(Записи разметки)

========================================================================

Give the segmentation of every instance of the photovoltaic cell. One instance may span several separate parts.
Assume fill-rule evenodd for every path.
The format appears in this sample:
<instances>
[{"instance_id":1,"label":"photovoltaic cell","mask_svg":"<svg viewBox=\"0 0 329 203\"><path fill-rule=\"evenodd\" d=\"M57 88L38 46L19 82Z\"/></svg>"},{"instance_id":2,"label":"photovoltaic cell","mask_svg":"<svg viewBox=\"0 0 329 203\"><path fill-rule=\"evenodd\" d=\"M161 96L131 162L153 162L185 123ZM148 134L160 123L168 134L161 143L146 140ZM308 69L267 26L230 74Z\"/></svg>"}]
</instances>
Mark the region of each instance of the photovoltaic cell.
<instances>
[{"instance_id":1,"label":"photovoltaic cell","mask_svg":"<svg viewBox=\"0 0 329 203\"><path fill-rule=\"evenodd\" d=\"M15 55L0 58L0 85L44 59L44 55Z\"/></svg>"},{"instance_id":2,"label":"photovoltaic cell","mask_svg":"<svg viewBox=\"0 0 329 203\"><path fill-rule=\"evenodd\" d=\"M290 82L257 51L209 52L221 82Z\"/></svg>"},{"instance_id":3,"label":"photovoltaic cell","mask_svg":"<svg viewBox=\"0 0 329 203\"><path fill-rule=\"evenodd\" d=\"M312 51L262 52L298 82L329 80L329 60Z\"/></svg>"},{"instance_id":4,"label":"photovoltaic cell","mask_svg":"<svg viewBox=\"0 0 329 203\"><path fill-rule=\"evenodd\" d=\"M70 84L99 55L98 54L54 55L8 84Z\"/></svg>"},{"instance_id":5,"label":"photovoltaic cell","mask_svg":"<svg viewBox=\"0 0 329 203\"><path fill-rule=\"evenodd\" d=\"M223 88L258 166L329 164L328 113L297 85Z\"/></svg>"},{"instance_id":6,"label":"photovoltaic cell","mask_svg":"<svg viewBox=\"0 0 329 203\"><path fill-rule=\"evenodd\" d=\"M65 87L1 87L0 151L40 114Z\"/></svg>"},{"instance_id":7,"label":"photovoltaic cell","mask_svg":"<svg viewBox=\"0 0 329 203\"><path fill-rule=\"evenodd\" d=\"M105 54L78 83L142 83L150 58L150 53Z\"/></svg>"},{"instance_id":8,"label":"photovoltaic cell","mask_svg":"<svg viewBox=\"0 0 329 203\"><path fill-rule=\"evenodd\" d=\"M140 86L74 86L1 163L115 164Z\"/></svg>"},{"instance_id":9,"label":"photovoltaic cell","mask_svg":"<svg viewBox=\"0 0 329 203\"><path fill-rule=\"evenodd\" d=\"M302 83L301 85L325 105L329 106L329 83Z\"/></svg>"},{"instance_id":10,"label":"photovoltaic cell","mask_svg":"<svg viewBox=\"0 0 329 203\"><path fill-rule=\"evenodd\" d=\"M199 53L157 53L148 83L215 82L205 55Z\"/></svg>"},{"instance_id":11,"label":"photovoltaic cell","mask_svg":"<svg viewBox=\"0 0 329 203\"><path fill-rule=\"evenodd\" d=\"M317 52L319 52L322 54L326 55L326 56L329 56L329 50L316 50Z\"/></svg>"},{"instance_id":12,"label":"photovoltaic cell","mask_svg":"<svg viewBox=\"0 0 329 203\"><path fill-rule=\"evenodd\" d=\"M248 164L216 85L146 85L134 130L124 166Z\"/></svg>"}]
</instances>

========================================================================

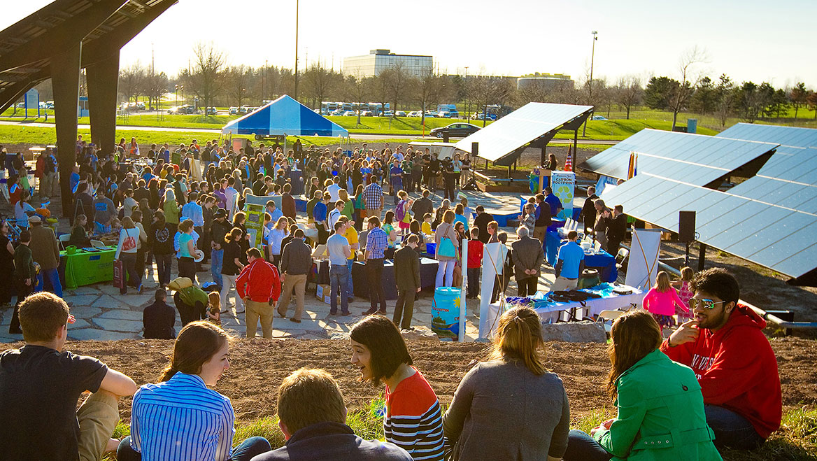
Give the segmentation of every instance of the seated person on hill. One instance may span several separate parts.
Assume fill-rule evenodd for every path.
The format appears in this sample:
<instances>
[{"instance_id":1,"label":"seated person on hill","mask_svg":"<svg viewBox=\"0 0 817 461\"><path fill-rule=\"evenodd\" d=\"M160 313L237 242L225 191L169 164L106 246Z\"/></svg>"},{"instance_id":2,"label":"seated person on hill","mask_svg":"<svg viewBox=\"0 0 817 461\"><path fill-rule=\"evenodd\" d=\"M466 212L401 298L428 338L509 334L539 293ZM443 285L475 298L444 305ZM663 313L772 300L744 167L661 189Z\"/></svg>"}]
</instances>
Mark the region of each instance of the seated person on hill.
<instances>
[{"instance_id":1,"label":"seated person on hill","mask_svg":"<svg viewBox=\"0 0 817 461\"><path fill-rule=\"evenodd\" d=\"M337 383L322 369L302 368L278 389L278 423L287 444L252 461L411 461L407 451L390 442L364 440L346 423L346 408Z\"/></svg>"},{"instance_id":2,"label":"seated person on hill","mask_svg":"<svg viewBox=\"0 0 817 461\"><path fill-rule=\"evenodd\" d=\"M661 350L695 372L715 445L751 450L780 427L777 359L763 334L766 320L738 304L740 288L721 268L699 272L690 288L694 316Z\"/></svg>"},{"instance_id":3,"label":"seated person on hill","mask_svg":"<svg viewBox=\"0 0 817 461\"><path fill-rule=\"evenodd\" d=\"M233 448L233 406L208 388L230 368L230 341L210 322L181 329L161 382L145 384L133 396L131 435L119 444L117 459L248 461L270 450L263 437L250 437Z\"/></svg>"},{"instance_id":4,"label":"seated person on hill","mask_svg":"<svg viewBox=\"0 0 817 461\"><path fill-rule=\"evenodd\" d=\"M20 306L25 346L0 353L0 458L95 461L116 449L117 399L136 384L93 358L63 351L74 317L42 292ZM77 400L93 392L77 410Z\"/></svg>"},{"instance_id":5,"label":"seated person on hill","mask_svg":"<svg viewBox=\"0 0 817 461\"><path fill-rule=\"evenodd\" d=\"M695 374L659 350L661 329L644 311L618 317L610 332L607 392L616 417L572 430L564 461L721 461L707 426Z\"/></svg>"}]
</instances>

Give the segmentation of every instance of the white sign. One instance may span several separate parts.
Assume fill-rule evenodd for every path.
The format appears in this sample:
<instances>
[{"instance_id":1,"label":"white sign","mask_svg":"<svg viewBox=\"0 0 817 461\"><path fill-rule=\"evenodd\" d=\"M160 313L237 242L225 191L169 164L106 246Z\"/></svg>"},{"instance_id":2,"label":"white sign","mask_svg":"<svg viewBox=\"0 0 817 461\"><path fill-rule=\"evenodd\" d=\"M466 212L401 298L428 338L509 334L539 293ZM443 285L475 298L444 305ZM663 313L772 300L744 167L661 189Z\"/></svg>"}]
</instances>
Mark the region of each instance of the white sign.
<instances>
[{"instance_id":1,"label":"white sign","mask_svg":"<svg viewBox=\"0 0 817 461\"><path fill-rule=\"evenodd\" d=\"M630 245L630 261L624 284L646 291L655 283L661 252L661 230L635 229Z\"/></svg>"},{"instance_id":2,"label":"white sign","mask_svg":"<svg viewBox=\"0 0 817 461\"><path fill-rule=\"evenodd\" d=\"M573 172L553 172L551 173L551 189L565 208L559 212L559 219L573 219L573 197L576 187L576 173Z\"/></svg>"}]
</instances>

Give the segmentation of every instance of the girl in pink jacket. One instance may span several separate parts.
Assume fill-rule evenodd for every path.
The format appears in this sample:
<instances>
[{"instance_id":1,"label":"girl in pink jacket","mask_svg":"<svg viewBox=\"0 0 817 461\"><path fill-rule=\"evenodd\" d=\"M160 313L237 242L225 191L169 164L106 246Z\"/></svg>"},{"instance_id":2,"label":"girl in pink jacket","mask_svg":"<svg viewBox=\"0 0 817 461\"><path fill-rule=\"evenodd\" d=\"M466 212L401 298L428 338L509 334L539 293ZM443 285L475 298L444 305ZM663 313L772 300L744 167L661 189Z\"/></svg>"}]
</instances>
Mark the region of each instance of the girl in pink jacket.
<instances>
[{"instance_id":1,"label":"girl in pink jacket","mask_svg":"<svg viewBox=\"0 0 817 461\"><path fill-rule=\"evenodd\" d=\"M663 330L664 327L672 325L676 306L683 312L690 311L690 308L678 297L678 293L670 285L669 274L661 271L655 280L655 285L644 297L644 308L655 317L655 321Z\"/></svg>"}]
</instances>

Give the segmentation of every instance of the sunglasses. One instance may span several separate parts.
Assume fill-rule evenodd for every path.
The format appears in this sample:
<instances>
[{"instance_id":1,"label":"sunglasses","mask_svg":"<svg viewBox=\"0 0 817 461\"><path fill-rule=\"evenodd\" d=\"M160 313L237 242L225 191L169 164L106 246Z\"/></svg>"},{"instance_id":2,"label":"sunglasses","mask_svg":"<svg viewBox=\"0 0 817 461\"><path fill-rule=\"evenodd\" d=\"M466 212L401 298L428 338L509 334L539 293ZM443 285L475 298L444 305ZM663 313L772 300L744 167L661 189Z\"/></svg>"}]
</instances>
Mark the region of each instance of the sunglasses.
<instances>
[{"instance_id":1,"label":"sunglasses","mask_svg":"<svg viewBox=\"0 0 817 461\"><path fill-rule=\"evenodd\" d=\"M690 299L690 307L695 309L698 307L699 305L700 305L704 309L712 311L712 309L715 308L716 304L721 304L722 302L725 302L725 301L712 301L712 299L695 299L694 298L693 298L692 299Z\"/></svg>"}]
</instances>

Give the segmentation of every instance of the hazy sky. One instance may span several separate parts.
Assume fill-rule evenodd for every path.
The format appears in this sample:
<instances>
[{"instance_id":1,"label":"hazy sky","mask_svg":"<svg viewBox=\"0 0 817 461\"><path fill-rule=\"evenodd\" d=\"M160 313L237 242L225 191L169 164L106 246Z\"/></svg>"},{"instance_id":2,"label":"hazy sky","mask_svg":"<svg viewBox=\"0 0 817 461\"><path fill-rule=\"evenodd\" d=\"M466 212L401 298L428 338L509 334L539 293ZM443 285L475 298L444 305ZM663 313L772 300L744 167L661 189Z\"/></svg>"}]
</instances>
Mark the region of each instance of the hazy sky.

========================================================================

● **Что нужно сделать**:
Определите все строки выше, в которых встречается слово «segmentation», и перепишите каждую из них целиком. Регистр букв имеет значение.

● **Решение задания**:
Give the segmentation of every instance of the photovoltaic cell. One instance may span several separate parts.
Give the segmentation of every instance of the seated person on hill. One instance may span several separate parts.
Give the segmentation of every instance of the white sign. One instance may span several separate parts.
Give the segmentation of every instance of the girl in pink jacket. One instance may span several separate parts.
Give the segmentation of every instance of the sunglasses. One instance may span several separate parts.
Give the segmentation of every instance of the hazy sky. One instance may span several separate parts.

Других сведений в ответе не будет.